Collected data entries
============================================================

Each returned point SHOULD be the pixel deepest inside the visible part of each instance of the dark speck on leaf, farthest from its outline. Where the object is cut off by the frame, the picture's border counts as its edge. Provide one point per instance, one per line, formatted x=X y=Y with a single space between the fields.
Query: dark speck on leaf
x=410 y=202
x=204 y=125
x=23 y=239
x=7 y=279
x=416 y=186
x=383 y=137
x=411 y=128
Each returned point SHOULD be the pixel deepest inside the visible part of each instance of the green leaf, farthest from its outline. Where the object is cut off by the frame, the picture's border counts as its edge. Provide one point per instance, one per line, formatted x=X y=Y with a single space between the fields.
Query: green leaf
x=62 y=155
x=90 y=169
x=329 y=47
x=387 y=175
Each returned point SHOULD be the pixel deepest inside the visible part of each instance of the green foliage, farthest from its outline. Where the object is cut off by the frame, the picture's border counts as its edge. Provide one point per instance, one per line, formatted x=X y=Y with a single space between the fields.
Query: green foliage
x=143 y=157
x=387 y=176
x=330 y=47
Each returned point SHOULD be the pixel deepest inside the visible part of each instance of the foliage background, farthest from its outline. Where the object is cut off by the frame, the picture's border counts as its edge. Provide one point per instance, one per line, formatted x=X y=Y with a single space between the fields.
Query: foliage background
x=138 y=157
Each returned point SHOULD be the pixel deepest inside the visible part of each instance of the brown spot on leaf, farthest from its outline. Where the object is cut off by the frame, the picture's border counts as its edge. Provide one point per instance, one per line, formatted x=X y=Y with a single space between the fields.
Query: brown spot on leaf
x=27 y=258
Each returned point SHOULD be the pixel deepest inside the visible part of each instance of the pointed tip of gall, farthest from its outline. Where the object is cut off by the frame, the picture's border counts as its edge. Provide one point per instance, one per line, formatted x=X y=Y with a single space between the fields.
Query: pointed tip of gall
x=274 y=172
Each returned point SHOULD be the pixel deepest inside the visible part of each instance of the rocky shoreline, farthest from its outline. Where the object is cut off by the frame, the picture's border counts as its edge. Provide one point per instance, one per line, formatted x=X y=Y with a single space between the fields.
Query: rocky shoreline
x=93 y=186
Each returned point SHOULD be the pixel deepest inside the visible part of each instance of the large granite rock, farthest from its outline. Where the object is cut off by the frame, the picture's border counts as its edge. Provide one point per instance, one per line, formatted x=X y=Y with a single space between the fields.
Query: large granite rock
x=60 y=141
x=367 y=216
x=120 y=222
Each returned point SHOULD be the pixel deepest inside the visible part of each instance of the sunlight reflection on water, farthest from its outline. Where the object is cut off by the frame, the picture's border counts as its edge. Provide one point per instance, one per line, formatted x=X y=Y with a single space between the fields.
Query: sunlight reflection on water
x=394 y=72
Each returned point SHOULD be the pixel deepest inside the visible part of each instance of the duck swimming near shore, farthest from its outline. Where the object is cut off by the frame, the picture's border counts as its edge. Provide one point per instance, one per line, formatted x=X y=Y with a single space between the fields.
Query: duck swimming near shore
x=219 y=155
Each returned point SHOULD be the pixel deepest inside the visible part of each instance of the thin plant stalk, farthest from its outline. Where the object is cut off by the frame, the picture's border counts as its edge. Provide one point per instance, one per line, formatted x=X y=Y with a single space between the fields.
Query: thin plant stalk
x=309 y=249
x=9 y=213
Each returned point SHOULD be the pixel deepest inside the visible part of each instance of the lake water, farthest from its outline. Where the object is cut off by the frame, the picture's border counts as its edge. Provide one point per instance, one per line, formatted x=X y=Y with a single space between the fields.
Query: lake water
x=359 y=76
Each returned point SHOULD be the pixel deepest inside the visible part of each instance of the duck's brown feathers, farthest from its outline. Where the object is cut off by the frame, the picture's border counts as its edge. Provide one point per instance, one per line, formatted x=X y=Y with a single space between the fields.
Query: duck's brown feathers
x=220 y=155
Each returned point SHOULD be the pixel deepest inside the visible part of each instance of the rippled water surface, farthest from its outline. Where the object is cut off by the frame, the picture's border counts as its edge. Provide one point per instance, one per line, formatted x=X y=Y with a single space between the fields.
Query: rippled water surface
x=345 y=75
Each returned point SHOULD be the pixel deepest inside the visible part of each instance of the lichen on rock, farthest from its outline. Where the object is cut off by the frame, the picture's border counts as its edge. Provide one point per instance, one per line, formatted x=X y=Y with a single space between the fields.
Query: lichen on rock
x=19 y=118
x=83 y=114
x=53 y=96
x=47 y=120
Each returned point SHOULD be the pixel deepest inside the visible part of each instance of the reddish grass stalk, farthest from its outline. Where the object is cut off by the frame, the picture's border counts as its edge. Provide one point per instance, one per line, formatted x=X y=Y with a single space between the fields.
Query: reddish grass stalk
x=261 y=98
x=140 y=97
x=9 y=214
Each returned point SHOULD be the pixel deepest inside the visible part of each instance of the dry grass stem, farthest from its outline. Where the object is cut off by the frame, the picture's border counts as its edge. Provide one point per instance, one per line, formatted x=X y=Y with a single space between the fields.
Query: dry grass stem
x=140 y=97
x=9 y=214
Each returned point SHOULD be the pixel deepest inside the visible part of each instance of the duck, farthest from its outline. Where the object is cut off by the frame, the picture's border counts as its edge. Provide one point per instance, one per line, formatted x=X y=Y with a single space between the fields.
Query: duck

============================================================

Rewrite every line of the data above as a Markdown table with two columns, Row and Line. Number the rows in order and leave out blank lines.

Correct response
| Row | Line |
|---|---|
| 1 | Each returned point SHOULD be the pixel deepest inside the visible part of each instance of the dark speck on leaf, farthest from its outline. Where the object is cut off by the frame, the picture's border counts as its edge. Provide one point per instance, one per line, formatted x=X y=Y with a single space between the fields. |
| 2 | Query: dark speck on leaf |
| 3 | x=410 y=202 |
| 4 | x=204 y=125 |
| 5 | x=23 y=239 |
| 6 | x=7 y=279 |
| 7 | x=416 y=186 |
| 8 | x=383 y=137 |
| 9 | x=411 y=128 |
| 10 | Each returned point SHOULD be the pixel deepest inside the visible part of each instance of the green leaf, farthest from its outline. Where the object is cut off by the frame, the picture's border counts as its edge. Provide one point per instance, one per line, formatted x=X y=Y with a single space between the fields. |
| 11 | Query: green leaf |
| 12 | x=62 y=155 |
| 13 | x=90 y=169 |
| 14 | x=329 y=47 |
| 15 | x=387 y=175 |
| 16 | Each returned point SHOULD be the pixel deepest inside the visible part of each instance of the green foliage, farthest from its outline. Where the object is cut off by the frame, the picture's border counts as its edge. Provide one point per instance, one per line, formatted x=X y=Y with a single space between the fields. |
| 17 | Query: green foliage |
| 18 | x=143 y=157 |
| 19 | x=387 y=176 |
| 20 | x=330 y=47 |
| 21 | Each returned point SHOULD be the pixel deepest inside the visible part of each instance of the foliage background, farthest from its outline. Where the object is cut off by the frame, the picture's border counts as its edge. Provide one point per instance, one per line, formatted x=X y=Y with a single space between the fields. |
| 22 | Query: foliage background |
| 23 | x=138 y=157 |
| 24 | Each returned point SHOULD be the pixel deepest inside the visible part of each instance of the brown spot on leaf, farthest from its outline. Where the object is cut off by the frame, the picture's border counts as its edge. Provide one point per instance, one per line, formatted x=X y=Y with a single space between the fields. |
| 25 | Query: brown spot on leaf |
| 26 | x=27 y=258 |
| 27 | Each returned point SHOULD be the pixel deepest inside the visible part of each instance of the pointed tip of gall, farthest from its outline. Where the object is cut off by the frame, the picture's border counts as its edge. Provide one point per instance, one per line, formatted x=X y=Y with a single space between the fields. |
| 28 | Query: pointed tip of gall |
| 29 | x=274 y=172 |
| 30 | Each returned point SHOULD be the pixel deepest inside the visible part of each instance of the rocky shoreline, farthest from its outline. Where the object is cut off by the frame, the picture's border counts as its edge. Provide one point per instance, one per line, formatted x=X y=Y with a single space between the fields. |
| 31 | Query: rocky shoreline |
| 32 | x=93 y=186 |
| 33 | Each returned point SHOULD be the pixel deepest inside the visible part of each instance of the large granite rock, farthest from its outline. Where the object is cut off by the frame, the picture's border counts as its edge. Provide one point per instance, one per line, formatted x=X y=Y with a single space between the fields. |
| 34 | Query: large granite rock |
| 35 | x=60 y=141 |
| 36 | x=367 y=216 |
| 37 | x=120 y=222 |
| 38 | Each returned point SHOULD be the pixel deepest inside the visible part of each instance of the sunlight reflection on water, farthest from its outline. Where the object is cut off by the frame, the picture's border counts as its edge. Provide one point per instance, one per line, formatted x=X y=Y with a single space between the fields. |
| 39 | Query: sunlight reflection on water |
| 40 | x=394 y=72 |
| 41 | Each returned point SHOULD be the pixel deepest inside the visible part of each instance of the duck swimming near shore, farthest from its outline. Where the object is cut off by the frame, the picture's border counts as its edge. Provide one point per instance, one per line, formatted x=X y=Y with a single space between the fields. |
| 42 | Query: duck swimming near shore |
| 43 | x=219 y=155 |
| 44 | Each returned point SHOULD be the pixel deepest inside the visible part of each instance of the thin plant stalk, farthest from its outline. Where the object is cut off by the frame, the picture's border counts as its edge. Provide one point per instance, one per line, formatted x=X y=Y with a single space between the fields. |
| 45 | Query: thin plant stalk |
| 46 | x=309 y=249 |
| 47 | x=9 y=213 |
| 48 | Each returned point SHOULD be the pixel deepest inside the visible part of each instance of the lake water, farthest from its outline. Where the object is cut off by the frame, the picture's border counts as its edge. Provide one point per instance, one per line, formatted x=X y=Y with a single space between the fields. |
| 49 | Query: lake water |
| 50 | x=359 y=76 |
| 51 | Each returned point SHOULD be the pixel deepest inside the visible part of each instance of the duck's brown feathers, farthest from its outline. Where the object is cut off by the frame, the picture's border counts as its edge. Provide one point per instance, one per line, formatted x=X y=Y with a single space between the fields. |
| 52 | Query: duck's brown feathers |
| 53 | x=220 y=155 |
| 54 | Each returned point SHOULD be the pixel deepest inside the visible part of each instance of the rippled water surface, farthest from its outline. Where the object is cut off by the frame, the picture's border counts as its edge. Provide one point per instance, one per line, formatted x=X y=Y with a single space between the fields. |
| 55 | Query: rippled water surface |
| 56 | x=345 y=75 |
| 57 | Each returned point SHOULD be the pixel deepest inside the visible part of each instance of the lichen on rock, farthest from its outline. Where the object is cut off by the frame, the picture's border counts as its edge. Provide one point per instance, one per line, formatted x=X y=Y with a single space between the fields. |
| 58 | Query: lichen on rock |
| 59 | x=19 y=118 |
| 60 | x=83 y=114 |
| 61 | x=53 y=96 |
| 62 | x=47 y=120 |
| 63 | Each returned point SHOULD be the pixel deepest inside the visible part of each instance of the reddish grass stalk, farthest from its outline. Where the object is cut off by the frame, the picture's border counts as its edge. Provide one point per instance, one per line, formatted x=X y=Y with a single space between the fields. |
| 64 | Query: reddish grass stalk |
| 65 | x=261 y=98 |
| 66 | x=140 y=97 |
| 67 | x=9 y=214 |
| 68 | Each returned point SHOULD be the pixel deepest inside the visible part of each instance of the dry grass stem, farthest from its outline. Where the object is cut off by the frame, the picture's border counts as its edge. Provide one point per instance, one per line, formatted x=X y=Y with a single space between the fields. |
| 69 | Query: dry grass stem |
| 70 | x=140 y=97 |
| 71 | x=9 y=214 |
| 72 | Each returned point SHOULD be the pixel deepest inside the visible part of each instance of the duck, farthest from its outline. Where the object is cut off by the frame, the picture's border counts as its edge. Provide one point per instance, one per line, formatted x=X y=Y with a single space between the fields. |
| 73 | Query: duck |